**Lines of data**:
=======
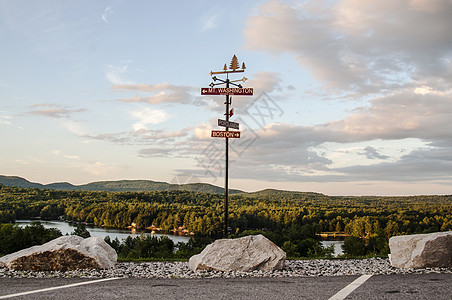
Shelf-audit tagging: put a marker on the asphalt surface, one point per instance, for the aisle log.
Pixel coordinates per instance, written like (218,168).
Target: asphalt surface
(425,286)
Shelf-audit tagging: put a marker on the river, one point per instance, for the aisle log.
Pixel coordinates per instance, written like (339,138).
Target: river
(121,234)
(113,233)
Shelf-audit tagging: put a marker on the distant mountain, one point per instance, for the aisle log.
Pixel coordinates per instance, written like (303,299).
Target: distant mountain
(117,186)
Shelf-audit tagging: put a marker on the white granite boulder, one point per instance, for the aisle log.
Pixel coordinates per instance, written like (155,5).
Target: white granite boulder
(62,254)
(421,250)
(249,253)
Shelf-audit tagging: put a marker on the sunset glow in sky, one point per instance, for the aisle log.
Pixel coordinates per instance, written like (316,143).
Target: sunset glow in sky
(350,97)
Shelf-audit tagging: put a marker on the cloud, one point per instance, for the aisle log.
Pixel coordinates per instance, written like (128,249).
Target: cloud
(372,153)
(366,46)
(161,93)
(52,110)
(5,120)
(148,116)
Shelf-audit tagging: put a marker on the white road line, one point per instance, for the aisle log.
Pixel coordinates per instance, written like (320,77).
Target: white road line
(56,288)
(342,294)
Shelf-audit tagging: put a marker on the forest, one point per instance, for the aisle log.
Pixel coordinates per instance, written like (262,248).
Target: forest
(293,220)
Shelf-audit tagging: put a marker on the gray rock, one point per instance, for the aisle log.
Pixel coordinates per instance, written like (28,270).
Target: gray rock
(62,254)
(249,253)
(421,250)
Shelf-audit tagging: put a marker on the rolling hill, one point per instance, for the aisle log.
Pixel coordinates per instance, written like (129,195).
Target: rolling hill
(117,186)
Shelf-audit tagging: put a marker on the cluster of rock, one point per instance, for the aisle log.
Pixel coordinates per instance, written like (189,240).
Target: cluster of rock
(251,256)
(292,268)
(63,254)
(421,250)
(249,253)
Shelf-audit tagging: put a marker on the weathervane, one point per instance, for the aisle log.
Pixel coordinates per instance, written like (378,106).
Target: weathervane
(239,90)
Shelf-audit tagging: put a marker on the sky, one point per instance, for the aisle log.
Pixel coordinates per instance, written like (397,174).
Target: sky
(351,97)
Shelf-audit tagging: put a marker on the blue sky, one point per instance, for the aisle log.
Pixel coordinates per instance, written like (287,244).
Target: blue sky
(350,97)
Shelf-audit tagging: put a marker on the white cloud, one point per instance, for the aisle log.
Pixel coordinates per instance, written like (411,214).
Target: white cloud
(161,93)
(367,46)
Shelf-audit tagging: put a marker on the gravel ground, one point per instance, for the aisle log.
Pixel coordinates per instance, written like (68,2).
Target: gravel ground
=======
**DIRECTIONS**:
Carry over the data, starting with the line that contains "Shelf-audit tagging: put a marker on the sunset" and going on through the end of the data, requests included. Add 61 to every number in the answer coordinates.

**ANSWER TO THIS TASK**:
Shelf-audit tagging: put a marker on the sunset glow in sky, one point per instance, for the aisle log.
Pixel coordinates per instance, written like (316,143).
Target: sunset glow in sky
(411,158)
Shelf-audit tagging: put a marker on the cloud, one point per instance, for the aisle log.
Pixel coordinates per instance, written like (128,249).
Target: cloud
(433,214)
(427,107)
(222,154)
(113,171)
(66,181)
(209,177)
Shelf-audit tagging: put a marker on the white road line, one point per instance, for the aisle log.
Pixel coordinates per instance, written like (320,77).
Target: white road line
(117,349)
(403,355)
Shelf-audit tagging: put a marker on the forest, one point per instance, for the aisle log.
Pixel coordinates per instance, written like (262,248).
Target: forest
(354,281)
Shelf-audit tagging: put a marker on the gray rock, one point per instance, for the aisle log.
Pixel coordinates per instance, written like (28,270).
Target: gray rock
(123,315)
(310,314)
(482,311)
Shelf-audit tagging: put a marker on the rolling hill, one point per instance, for the aisle log.
Pixel coordinates per instance, written like (129,195).
Target: rolling hill
(178,247)
Shelf-audit tagging: put a marker on the cluster of rock, one point per instance, for the aisle log.
Pixel coordinates per instance, written like (189,240).
Target: cluster of rock
(312,317)
(353,329)
(124,315)
(482,311)
(310,314)
Shelf-audit tagging: put a marker on the weathervane, one point per instance, for the aisle log.
Pixel coordinates per instance, written like (378,106).
Target: weathervane
(300,151)
Shelf-audit tagging: put a marker on the sky, one point per instance, for the aisle log.
Pixel coordinates per instance, written like (397,174).
Target: sky
(412,158)
Shelf-audit tagging: put a marker on the blue sky, one point per instance, for the aisle log.
Pixel coordinates per instance, written like (287,244).
Target: blue sky
(411,158)
Shelf-audit tagging: put a marker on the white cloud, one point per instance, for the aisle log.
Pixel coordinates per instance, written like (411,214).
Target: white cloud
(222,154)
(428,107)
Shelf-audit tagging: put a marker on the gravel ground, one point per instance, for the aisle log.
Pixel coordinates per instance, written like (68,2).
Target: gravel ground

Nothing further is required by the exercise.